### DIRECTION
Rewrite the stretch of lines from the one containing "Task: confirm every instance of the wooden door" through the one containing "[[107, 454], [90, 450]]", inclusive. Scale every coordinate in the answers by 2.55 and round it to a whole number, rounding halves up, while leaving all other lines and numbers unchanged.

********************

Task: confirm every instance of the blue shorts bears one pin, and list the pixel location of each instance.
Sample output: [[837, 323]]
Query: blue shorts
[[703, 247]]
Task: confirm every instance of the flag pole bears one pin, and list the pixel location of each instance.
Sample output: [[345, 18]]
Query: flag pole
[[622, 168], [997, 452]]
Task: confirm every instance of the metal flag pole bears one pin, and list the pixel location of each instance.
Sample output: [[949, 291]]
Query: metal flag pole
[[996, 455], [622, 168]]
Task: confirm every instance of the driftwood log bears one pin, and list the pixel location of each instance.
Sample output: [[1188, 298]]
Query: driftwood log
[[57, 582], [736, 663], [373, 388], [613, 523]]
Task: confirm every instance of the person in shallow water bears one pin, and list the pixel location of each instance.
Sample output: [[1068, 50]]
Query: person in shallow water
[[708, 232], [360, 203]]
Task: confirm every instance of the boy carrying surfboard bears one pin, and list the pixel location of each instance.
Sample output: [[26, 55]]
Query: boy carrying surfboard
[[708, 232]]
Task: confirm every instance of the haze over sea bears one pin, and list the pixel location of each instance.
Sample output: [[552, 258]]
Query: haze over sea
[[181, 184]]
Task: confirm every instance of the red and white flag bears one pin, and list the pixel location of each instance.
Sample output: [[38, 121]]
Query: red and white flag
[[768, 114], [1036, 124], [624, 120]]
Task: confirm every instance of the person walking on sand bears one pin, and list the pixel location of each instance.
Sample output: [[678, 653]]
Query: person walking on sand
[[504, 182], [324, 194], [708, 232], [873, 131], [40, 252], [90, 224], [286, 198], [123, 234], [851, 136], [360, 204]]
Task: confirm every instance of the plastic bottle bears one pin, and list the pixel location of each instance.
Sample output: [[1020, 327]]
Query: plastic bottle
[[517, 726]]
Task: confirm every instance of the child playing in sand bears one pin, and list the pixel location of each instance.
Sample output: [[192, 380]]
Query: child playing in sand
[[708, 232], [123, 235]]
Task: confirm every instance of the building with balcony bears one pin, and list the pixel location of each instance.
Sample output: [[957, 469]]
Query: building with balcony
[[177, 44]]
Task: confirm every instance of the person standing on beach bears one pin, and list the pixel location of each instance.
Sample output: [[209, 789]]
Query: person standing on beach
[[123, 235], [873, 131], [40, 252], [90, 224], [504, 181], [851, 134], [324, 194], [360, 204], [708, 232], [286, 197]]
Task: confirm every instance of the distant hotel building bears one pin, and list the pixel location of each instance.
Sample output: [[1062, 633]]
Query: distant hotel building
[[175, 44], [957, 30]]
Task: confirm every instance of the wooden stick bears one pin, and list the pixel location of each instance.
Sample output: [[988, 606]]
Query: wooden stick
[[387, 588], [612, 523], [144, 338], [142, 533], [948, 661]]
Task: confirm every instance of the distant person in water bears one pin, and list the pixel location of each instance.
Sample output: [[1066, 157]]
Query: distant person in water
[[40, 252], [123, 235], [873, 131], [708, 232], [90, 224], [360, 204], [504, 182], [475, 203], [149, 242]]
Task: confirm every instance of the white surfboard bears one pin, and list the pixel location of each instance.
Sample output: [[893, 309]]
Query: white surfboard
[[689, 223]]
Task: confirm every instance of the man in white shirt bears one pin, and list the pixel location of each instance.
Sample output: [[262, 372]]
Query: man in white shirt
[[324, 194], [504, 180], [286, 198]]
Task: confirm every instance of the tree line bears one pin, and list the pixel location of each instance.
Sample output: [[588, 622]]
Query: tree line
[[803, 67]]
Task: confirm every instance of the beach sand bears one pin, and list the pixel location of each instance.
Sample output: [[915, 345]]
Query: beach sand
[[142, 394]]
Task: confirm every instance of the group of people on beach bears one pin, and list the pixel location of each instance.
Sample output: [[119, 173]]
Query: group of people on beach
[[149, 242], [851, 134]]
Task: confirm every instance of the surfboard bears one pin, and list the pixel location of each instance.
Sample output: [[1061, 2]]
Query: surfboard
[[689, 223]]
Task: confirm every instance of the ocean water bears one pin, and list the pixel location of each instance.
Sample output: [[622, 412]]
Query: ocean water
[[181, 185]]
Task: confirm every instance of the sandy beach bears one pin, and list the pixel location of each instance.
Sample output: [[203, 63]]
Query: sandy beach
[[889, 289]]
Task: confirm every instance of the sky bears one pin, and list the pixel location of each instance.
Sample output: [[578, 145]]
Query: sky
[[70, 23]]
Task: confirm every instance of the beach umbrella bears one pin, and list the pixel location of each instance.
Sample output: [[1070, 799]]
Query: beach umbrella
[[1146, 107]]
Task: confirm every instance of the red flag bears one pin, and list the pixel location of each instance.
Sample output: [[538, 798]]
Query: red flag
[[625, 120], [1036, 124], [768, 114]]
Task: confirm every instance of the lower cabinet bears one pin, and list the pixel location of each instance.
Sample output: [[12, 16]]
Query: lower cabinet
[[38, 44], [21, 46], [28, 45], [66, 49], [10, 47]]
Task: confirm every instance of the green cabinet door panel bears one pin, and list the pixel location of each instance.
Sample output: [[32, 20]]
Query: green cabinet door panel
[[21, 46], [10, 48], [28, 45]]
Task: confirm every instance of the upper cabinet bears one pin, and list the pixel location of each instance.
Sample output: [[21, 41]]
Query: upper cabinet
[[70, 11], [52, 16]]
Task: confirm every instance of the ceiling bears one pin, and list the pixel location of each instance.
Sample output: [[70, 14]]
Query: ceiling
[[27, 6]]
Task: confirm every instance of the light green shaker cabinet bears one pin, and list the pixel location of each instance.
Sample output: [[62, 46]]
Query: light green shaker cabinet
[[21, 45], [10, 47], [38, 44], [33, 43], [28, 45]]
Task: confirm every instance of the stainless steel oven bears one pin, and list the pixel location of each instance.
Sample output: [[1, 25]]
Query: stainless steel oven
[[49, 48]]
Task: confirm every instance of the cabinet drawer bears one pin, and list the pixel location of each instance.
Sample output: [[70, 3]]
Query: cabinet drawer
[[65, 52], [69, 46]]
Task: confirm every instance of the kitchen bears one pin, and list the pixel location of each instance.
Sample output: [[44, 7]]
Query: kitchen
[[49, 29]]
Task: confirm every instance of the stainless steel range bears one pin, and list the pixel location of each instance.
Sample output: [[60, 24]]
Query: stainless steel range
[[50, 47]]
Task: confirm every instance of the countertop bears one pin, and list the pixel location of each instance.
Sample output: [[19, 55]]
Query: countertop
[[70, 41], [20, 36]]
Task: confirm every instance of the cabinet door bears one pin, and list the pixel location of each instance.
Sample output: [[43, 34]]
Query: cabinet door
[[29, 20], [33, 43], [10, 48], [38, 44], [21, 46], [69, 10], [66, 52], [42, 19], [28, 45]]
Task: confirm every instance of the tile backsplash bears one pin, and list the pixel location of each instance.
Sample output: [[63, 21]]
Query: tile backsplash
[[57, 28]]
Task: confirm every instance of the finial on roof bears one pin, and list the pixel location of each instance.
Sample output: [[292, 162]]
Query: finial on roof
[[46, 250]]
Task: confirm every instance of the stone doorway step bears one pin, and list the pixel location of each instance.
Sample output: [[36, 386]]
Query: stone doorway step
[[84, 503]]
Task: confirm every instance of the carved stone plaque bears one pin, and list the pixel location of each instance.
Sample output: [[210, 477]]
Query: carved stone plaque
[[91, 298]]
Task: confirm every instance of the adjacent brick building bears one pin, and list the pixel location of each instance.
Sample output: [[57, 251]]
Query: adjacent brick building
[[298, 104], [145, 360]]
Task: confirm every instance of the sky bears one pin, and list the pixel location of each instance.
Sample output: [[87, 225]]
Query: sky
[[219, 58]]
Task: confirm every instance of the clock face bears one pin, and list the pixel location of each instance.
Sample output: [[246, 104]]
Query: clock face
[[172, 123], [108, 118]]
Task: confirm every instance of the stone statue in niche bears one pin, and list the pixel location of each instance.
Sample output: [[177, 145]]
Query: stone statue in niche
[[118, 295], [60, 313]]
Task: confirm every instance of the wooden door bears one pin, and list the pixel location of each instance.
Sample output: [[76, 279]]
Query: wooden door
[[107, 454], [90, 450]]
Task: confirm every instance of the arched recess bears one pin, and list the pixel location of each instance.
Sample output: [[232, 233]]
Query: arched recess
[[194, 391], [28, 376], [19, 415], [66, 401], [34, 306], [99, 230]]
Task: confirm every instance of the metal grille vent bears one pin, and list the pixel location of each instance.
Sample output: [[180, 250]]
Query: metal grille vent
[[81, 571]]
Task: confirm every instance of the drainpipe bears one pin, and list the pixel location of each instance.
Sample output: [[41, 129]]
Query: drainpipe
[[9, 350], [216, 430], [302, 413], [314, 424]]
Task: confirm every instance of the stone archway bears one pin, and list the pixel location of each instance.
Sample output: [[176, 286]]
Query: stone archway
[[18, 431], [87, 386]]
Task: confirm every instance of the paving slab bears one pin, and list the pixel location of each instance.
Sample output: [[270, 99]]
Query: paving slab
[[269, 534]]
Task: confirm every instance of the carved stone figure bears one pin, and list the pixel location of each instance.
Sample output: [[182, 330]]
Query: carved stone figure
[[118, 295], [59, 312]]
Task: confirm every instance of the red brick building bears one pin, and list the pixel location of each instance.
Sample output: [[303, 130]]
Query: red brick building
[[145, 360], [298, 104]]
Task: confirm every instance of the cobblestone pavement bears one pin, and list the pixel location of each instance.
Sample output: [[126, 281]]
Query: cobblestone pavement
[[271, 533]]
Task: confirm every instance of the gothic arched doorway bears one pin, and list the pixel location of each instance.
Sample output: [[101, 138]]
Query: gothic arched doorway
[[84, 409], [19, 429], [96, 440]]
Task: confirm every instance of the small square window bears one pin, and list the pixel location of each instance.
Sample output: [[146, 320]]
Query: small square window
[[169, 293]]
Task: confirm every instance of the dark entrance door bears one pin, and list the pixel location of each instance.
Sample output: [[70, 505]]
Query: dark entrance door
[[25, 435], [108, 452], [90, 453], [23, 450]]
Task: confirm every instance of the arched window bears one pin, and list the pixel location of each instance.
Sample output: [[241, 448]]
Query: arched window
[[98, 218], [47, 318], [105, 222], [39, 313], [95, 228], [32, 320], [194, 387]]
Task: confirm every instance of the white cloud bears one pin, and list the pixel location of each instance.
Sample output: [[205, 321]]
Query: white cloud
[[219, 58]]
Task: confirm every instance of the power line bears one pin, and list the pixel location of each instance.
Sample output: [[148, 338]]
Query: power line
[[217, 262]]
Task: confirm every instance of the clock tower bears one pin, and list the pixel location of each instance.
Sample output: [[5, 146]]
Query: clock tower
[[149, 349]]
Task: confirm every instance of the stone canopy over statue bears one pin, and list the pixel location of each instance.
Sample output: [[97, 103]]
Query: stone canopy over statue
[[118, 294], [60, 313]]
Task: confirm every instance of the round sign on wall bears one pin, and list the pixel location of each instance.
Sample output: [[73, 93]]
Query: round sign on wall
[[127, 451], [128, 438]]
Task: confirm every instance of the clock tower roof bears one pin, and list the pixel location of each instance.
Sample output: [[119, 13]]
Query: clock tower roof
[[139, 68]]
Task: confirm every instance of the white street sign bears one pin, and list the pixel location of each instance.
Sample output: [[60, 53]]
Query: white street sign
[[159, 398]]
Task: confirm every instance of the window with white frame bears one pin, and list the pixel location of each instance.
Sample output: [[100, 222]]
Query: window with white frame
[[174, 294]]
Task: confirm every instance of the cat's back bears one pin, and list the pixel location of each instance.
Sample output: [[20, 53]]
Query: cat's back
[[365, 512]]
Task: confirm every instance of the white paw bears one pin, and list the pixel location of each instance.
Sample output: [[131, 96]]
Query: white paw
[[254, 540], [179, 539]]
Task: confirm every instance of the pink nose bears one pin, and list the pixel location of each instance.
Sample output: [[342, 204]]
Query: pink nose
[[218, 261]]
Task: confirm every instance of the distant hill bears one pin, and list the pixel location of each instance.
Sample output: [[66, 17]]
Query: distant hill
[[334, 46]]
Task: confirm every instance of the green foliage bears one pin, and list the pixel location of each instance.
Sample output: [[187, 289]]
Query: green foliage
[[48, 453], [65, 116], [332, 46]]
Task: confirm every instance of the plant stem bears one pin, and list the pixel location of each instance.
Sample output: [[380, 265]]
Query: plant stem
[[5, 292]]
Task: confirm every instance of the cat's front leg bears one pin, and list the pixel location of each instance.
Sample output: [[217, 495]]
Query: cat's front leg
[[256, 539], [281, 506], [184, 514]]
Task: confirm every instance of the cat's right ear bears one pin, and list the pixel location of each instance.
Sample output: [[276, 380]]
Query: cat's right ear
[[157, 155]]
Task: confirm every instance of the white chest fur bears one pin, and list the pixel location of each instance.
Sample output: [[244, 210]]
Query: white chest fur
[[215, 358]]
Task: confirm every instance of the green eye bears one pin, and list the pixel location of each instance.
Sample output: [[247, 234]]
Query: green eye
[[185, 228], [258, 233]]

********************

### SOLUTION FOR THIS EXERCISE
Task: confirm every instance of the wooden door bears one pin, and list the pixel location of each instance.
Sample output: [[76, 279]]
Query: wooden door
[[273, 1158], [230, 1148]]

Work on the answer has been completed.